§ **Prompt**
Scan the listing below for "nightstand", then report every line that has it.

------------------------------------------------

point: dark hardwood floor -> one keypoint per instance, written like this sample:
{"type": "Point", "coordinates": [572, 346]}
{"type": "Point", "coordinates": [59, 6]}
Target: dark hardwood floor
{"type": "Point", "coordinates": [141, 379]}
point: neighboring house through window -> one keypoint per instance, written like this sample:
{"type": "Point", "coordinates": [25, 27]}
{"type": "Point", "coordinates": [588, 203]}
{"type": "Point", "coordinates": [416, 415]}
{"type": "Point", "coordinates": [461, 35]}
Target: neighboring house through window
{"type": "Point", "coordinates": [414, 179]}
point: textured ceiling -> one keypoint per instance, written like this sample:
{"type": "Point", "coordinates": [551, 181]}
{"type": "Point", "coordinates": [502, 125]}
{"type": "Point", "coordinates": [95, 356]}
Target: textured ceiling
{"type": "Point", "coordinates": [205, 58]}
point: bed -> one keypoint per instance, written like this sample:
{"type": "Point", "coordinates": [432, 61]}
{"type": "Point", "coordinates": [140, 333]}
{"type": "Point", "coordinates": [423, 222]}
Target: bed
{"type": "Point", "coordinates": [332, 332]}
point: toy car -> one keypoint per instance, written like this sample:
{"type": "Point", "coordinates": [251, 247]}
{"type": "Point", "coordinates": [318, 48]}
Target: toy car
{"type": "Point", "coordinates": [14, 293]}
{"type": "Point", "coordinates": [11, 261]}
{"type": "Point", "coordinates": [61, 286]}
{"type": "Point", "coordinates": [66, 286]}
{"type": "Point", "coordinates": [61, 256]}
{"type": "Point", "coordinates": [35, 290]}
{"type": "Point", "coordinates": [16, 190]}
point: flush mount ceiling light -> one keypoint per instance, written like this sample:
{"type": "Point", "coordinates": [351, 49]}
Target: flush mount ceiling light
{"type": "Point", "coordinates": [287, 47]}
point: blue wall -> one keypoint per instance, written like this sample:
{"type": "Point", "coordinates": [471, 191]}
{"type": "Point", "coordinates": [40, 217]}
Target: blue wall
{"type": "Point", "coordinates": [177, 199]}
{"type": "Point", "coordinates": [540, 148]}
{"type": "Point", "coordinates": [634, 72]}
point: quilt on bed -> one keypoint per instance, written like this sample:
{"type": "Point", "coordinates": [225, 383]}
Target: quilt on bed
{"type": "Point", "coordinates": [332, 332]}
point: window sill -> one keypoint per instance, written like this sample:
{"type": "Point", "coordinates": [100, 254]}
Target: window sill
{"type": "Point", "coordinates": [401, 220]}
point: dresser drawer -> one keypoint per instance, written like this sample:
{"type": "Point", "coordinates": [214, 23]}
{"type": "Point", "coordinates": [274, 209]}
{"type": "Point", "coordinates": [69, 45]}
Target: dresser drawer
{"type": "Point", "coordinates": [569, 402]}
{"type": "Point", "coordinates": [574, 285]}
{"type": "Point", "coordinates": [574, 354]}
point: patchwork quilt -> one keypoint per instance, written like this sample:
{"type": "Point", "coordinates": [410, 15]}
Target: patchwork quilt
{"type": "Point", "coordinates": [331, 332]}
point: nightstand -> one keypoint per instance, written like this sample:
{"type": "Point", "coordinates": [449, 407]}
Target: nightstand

------------------------------------------------

§ **Response area**
point: nightstand -> one keypoint per instance, written like this sample:
Target: nightstand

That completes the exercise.